What needs to be done :: Filter the records for "query" and keep each line that has it.

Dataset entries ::
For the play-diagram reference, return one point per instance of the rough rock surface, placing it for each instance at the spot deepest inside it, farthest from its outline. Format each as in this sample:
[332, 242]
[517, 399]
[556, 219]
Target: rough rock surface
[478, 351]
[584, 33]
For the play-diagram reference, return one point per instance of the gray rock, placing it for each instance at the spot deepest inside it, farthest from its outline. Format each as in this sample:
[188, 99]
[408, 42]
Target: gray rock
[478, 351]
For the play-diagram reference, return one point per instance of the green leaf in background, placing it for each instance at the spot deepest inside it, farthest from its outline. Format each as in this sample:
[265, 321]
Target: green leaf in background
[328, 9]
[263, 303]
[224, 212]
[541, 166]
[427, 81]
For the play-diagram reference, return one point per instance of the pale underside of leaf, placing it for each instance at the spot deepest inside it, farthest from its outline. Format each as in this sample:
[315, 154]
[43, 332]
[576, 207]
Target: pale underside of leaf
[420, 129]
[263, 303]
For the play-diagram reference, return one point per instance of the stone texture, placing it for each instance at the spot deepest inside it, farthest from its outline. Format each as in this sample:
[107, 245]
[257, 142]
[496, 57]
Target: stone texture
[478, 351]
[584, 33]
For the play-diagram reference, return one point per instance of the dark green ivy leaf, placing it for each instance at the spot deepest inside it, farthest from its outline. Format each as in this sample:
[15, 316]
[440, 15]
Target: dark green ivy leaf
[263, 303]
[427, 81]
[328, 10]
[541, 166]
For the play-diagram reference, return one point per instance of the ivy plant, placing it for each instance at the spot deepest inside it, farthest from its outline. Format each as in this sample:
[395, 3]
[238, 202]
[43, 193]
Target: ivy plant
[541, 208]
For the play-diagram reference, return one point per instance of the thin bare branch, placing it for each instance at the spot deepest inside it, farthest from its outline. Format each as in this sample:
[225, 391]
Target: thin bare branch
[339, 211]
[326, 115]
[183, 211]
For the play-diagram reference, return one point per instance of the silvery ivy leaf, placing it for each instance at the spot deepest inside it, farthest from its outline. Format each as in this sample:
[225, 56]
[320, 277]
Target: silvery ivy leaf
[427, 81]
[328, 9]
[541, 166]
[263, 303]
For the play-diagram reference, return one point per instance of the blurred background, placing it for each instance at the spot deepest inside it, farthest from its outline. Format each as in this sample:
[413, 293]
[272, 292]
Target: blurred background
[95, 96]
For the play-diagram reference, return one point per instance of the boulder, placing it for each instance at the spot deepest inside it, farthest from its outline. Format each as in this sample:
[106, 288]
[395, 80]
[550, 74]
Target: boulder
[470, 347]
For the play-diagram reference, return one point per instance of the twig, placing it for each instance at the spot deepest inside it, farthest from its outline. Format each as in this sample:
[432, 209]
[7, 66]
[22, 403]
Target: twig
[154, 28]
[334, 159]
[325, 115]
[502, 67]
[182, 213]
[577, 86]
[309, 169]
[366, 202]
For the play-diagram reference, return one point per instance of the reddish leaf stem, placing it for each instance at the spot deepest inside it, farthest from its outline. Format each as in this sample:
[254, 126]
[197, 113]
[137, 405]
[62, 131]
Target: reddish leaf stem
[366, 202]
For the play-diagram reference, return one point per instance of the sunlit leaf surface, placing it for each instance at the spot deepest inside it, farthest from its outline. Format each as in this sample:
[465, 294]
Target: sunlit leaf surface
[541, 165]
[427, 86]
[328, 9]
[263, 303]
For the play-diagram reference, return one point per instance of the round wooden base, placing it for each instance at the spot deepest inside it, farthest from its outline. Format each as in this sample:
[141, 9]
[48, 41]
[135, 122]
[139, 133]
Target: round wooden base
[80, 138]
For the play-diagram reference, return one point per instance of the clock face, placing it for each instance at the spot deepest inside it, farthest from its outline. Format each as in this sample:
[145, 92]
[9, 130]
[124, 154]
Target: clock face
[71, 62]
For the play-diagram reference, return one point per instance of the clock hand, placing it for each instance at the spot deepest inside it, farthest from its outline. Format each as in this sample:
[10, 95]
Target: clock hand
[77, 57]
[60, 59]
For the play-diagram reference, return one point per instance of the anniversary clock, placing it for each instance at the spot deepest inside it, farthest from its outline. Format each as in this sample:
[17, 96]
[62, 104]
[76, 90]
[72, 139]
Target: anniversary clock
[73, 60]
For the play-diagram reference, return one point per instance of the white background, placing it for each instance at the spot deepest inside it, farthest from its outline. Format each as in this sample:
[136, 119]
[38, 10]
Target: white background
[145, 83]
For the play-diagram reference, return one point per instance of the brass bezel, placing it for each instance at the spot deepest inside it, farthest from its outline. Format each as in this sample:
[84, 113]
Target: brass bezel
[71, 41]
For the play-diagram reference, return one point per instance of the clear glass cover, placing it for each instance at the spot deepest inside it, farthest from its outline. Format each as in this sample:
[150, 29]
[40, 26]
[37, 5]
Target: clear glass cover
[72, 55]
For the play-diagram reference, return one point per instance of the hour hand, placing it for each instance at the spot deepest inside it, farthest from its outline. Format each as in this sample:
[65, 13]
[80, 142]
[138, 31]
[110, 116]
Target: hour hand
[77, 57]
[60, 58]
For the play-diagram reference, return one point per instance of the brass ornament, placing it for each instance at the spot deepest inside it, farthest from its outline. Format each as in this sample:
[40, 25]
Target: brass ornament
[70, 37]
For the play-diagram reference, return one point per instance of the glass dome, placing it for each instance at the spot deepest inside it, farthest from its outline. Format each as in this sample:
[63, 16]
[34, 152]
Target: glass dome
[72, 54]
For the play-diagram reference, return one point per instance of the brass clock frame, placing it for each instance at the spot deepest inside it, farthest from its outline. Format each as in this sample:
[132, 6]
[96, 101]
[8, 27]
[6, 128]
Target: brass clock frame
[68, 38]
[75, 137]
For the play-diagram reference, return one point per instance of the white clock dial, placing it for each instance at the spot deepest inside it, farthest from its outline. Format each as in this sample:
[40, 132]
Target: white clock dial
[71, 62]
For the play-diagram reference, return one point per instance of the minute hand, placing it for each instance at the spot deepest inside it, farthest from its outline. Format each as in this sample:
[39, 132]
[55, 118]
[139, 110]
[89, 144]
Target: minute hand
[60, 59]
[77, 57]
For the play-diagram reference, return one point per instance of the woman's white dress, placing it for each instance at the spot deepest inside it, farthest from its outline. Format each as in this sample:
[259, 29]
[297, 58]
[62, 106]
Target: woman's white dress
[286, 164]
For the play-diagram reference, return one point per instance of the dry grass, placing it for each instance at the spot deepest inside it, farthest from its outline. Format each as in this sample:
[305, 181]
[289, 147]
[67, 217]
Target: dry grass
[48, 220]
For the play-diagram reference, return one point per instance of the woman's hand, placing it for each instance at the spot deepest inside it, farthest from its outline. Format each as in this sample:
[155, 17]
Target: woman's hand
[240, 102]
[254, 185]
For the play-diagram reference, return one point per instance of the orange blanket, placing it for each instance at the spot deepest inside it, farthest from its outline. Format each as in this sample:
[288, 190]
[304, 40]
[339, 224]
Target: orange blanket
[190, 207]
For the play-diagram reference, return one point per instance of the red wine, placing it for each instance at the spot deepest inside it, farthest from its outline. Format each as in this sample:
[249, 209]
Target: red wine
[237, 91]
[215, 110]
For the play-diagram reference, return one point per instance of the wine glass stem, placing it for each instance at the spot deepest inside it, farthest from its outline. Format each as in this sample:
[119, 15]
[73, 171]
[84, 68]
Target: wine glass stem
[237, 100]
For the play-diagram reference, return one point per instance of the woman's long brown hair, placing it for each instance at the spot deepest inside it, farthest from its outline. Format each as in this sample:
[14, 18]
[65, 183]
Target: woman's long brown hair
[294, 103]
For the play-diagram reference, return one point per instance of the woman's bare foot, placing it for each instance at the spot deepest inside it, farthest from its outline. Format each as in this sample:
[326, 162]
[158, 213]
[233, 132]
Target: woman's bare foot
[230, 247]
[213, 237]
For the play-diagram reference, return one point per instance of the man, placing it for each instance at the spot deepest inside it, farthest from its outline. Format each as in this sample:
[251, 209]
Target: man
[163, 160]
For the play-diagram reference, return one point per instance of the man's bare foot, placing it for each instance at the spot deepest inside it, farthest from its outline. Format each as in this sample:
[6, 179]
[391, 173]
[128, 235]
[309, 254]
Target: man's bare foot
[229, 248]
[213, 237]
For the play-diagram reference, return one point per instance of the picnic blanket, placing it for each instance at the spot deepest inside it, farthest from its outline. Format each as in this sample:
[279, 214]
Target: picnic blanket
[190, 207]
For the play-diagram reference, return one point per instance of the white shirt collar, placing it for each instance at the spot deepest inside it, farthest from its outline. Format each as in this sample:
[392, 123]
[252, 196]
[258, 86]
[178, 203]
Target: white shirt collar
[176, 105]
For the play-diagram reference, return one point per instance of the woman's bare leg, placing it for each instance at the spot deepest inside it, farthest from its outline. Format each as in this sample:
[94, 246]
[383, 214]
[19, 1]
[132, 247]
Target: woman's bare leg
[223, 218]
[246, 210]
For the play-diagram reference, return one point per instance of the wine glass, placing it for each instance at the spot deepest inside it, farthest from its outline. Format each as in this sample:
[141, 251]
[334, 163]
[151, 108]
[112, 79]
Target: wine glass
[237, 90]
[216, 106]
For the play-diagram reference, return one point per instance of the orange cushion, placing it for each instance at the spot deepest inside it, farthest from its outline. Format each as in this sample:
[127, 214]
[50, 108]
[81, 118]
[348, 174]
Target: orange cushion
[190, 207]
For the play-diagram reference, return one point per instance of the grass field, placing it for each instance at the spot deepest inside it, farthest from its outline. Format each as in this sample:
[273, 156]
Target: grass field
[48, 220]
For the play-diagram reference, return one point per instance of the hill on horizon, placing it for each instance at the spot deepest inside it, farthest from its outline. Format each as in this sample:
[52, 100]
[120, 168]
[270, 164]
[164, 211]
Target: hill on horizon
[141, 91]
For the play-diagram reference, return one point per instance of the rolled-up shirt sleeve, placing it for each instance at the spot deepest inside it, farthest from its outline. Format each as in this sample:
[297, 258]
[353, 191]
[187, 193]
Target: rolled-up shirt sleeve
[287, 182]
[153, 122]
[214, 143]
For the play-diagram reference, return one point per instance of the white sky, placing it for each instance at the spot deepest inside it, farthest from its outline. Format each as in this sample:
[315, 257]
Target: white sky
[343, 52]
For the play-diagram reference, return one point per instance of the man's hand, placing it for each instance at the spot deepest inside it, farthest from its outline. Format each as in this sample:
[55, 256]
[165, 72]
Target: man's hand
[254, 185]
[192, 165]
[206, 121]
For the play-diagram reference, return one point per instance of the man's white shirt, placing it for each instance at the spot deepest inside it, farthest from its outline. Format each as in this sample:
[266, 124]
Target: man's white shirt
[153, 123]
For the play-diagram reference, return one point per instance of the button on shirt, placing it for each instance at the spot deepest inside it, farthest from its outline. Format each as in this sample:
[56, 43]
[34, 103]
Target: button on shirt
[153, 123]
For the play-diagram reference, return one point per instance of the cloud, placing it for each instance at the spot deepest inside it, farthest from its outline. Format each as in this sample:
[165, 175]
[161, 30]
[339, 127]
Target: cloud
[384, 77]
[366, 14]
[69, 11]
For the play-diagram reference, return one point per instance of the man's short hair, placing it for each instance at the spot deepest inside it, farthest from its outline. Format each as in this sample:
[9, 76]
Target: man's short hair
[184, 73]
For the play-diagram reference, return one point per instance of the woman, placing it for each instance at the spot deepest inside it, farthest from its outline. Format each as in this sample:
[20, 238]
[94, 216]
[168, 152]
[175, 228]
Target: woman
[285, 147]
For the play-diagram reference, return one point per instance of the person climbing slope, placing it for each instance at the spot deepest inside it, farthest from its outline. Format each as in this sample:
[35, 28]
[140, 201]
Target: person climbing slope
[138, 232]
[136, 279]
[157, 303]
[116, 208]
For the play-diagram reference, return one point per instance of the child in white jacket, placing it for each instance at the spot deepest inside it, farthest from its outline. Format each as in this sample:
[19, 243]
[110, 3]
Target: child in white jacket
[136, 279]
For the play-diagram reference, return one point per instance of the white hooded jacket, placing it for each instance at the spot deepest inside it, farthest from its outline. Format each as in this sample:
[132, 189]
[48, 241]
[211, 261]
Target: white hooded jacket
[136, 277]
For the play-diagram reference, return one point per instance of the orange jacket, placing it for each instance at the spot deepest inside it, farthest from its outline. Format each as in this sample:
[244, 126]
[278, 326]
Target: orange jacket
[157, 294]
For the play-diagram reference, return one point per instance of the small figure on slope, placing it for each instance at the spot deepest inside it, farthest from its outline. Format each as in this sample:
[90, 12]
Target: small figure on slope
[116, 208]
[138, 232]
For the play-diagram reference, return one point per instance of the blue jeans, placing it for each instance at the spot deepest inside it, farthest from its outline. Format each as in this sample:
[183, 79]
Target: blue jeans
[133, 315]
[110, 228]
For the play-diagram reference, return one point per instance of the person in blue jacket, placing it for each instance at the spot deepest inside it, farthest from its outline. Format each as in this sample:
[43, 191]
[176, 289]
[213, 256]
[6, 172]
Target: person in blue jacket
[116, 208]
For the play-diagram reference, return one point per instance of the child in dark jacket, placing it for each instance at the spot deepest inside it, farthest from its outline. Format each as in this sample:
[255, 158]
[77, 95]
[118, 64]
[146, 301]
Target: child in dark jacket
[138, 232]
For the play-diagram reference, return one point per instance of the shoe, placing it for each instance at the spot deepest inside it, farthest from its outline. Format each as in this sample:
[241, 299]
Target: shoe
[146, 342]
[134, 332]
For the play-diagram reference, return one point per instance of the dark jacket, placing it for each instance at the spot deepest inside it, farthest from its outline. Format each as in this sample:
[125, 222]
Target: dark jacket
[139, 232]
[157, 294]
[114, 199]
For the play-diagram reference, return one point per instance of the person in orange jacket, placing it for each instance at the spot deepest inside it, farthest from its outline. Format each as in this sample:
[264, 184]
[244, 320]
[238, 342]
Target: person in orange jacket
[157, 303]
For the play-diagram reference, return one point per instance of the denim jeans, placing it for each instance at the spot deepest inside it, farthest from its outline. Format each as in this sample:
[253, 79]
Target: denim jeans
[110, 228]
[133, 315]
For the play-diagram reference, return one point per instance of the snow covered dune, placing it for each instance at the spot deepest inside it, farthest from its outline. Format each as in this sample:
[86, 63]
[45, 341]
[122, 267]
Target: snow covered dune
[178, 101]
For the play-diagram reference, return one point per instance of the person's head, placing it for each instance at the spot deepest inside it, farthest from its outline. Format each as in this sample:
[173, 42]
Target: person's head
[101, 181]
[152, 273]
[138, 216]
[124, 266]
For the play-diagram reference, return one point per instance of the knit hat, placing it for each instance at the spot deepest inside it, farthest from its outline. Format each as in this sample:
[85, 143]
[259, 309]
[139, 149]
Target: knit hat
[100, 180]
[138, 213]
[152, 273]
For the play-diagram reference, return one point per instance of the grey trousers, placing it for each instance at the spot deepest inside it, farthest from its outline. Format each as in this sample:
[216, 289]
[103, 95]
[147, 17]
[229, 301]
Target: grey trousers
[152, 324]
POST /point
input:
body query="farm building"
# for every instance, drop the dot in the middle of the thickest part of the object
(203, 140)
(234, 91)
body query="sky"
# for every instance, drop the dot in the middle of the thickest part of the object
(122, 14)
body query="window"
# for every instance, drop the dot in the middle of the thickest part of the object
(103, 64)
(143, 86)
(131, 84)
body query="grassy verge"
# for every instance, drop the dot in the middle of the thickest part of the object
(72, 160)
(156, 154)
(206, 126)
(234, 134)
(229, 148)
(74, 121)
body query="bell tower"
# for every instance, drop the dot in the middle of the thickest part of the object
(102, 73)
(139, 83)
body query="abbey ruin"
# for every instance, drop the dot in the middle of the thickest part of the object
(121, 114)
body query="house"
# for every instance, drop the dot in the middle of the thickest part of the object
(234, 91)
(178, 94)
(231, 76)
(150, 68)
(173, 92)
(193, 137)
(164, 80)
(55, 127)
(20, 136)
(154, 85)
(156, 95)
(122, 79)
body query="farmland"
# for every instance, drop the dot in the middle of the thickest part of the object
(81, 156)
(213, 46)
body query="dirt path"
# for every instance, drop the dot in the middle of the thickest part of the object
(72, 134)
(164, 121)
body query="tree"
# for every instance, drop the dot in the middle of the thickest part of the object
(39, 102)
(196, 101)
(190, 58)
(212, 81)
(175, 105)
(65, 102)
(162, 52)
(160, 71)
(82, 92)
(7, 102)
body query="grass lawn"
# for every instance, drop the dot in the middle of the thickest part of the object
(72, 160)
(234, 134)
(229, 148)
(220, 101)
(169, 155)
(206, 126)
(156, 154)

Expected answer ::
body query="farm building"
body query="sky"
body query="window"
body query="grassy verge"
body query="bell tower"
body query="abbey ruin"
body query="house"
body query="farmland"
body query="dirt path"
body query="tree"
body query="grass lawn"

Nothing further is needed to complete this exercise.